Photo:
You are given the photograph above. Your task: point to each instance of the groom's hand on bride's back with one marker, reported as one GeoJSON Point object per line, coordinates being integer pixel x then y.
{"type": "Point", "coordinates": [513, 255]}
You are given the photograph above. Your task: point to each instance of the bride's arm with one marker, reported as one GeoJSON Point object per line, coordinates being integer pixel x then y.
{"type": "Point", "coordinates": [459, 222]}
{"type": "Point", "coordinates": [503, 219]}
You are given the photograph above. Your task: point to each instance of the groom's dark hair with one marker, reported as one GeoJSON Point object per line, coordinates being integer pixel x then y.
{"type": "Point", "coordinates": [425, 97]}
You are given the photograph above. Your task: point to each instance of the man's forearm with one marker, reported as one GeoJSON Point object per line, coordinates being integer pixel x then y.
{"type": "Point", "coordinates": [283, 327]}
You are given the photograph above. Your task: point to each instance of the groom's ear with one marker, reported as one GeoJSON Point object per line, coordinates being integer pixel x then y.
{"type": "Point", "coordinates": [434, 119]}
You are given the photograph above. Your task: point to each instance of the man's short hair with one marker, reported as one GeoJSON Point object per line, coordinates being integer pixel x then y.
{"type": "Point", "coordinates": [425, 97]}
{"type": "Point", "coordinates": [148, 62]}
---+---
Do this:
Reproduce all of the records above word for word, changing nothing.

Result of this exercise:
Photo:
You are given the photograph above. Your task: point to each instance of the groom's hand on bride's back with one marker, reported as one GeoJSON Point object per line, coordinates being integer pixel x then y.
{"type": "Point", "coordinates": [513, 255]}
You are given the photograph above. Your task: point to each instance of the bride's arm with one marker, reported as one GeoJSON Point object per line, coordinates being integer pixel x then y.
{"type": "Point", "coordinates": [459, 222]}
{"type": "Point", "coordinates": [503, 219]}
You are given the photograph above. Your task: point to each instance of the groom's dark hair with one marker, reported as one GeoJSON Point object per line, coordinates being integer pixel x then y.
{"type": "Point", "coordinates": [425, 97]}
You are given the photograph above. Your task: point to each instance of the man's forearm with one marker, reported as one GeoJSON Point object per line, coordinates being integer pixel x then y.
{"type": "Point", "coordinates": [283, 327]}
You are given the photograph above. Your task: point to each instance of the groom's ear with one marker, reported as one GeoJSON Point object per line, coordinates being integer pixel x then y.
{"type": "Point", "coordinates": [434, 119]}
You are given the photograph above. Your task: point to each instance of the man's short hair with one marker, reported as one GeoJSON Point object per line, coordinates being integer pixel x then y.
{"type": "Point", "coordinates": [425, 97]}
{"type": "Point", "coordinates": [148, 62]}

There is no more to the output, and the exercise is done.